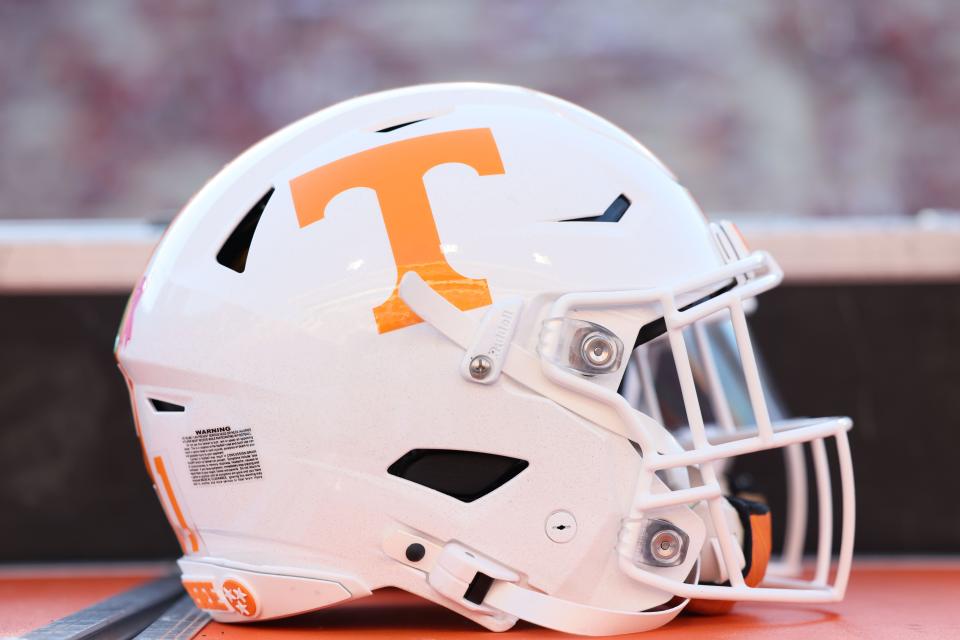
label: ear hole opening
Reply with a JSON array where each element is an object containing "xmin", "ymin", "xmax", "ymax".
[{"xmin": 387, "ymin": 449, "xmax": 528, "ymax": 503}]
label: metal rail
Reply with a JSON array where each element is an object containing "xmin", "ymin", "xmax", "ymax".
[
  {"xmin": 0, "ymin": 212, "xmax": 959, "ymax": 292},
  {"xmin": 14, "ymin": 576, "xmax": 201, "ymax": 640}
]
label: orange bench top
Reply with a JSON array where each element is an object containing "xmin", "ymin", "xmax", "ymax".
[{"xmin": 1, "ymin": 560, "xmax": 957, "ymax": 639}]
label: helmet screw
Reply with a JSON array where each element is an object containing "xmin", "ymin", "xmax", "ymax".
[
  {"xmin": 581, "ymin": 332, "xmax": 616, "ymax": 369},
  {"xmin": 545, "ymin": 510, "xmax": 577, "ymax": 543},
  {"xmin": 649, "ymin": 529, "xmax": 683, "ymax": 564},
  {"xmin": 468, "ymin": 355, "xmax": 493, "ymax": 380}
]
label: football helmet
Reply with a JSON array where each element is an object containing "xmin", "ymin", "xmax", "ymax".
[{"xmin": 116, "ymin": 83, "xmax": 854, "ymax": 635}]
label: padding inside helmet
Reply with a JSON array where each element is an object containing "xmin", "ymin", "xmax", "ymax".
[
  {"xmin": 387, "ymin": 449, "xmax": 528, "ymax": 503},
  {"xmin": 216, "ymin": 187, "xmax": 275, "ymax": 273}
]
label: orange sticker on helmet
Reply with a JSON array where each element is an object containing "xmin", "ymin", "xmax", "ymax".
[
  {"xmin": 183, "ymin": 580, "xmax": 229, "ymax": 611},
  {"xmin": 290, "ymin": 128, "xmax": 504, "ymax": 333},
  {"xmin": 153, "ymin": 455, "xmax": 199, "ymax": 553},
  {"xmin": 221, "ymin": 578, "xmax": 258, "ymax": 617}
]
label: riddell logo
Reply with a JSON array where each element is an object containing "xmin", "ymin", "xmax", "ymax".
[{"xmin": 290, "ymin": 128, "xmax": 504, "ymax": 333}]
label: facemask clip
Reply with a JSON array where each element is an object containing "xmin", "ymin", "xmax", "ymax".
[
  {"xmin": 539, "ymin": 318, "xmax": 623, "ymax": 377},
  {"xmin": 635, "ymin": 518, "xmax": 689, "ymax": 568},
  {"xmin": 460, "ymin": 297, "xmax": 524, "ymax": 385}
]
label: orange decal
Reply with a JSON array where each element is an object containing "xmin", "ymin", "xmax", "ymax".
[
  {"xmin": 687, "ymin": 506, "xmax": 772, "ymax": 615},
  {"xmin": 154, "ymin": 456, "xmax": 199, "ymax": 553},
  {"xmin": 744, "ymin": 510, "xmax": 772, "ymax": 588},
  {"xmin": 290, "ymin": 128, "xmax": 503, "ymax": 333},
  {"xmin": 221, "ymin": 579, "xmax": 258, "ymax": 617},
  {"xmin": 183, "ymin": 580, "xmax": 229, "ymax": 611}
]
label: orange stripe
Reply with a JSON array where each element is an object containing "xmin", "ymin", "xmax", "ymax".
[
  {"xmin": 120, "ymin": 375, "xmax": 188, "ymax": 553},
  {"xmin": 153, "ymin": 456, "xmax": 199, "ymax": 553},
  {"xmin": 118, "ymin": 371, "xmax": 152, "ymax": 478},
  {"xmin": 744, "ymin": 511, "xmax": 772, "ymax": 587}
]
^^^^
Retype the portion of the data above that starts on the line with "label: metal rail" and finishes on the line with "label: orange decal", including both of those lines.

# REPLY TO THE TASK
label: metal rail
Reply with a JSON array where each element is an object containing "xmin", "ymin", "xmax", "ymax".
[
  {"xmin": 0, "ymin": 212, "xmax": 959, "ymax": 292},
  {"xmin": 14, "ymin": 576, "xmax": 201, "ymax": 640}
]
label: orange bench top
Reply with a JSON array where each element is an object containing "xmin", "ymin", "xmax", "ymax".
[{"xmin": 1, "ymin": 560, "xmax": 957, "ymax": 639}]
label: helmet screw
Reply with a JSON array where each element is an object containing "xmin", "ymin", "xmax", "ymax".
[
  {"xmin": 581, "ymin": 332, "xmax": 616, "ymax": 369},
  {"xmin": 545, "ymin": 510, "xmax": 577, "ymax": 543},
  {"xmin": 649, "ymin": 529, "xmax": 683, "ymax": 564},
  {"xmin": 468, "ymin": 355, "xmax": 493, "ymax": 380}
]
label: football helmet
Reply with a JSON array where each element is an object containing "xmin", "ymin", "xmax", "ymax".
[{"xmin": 116, "ymin": 83, "xmax": 854, "ymax": 635}]
label: padding inside helmet
Reply with a JSON array where each element is an object containing "xmin", "ymin", "xmax", "ymax".
[
  {"xmin": 387, "ymin": 449, "xmax": 528, "ymax": 503},
  {"xmin": 216, "ymin": 187, "xmax": 275, "ymax": 273}
]
label: orange sticker on helmet
Reply with a JSON array where each element is an object containing "xmin", "ymin", "xmax", "ymax".
[
  {"xmin": 183, "ymin": 580, "xmax": 229, "ymax": 611},
  {"xmin": 290, "ymin": 128, "xmax": 504, "ymax": 333},
  {"xmin": 153, "ymin": 455, "xmax": 199, "ymax": 553},
  {"xmin": 221, "ymin": 578, "xmax": 258, "ymax": 617}
]
label: riddell logo
Reply with a JSON array where each element is an object containing "xmin", "ymin", "xmax", "ymax".
[{"xmin": 290, "ymin": 128, "xmax": 504, "ymax": 333}]
label: facemask clip
Reply with a JSON array where each element is an object containing "xmin", "ymin", "xmax", "ymax".
[
  {"xmin": 539, "ymin": 318, "xmax": 623, "ymax": 377},
  {"xmin": 635, "ymin": 518, "xmax": 689, "ymax": 568},
  {"xmin": 460, "ymin": 297, "xmax": 524, "ymax": 385}
]
label: orange decal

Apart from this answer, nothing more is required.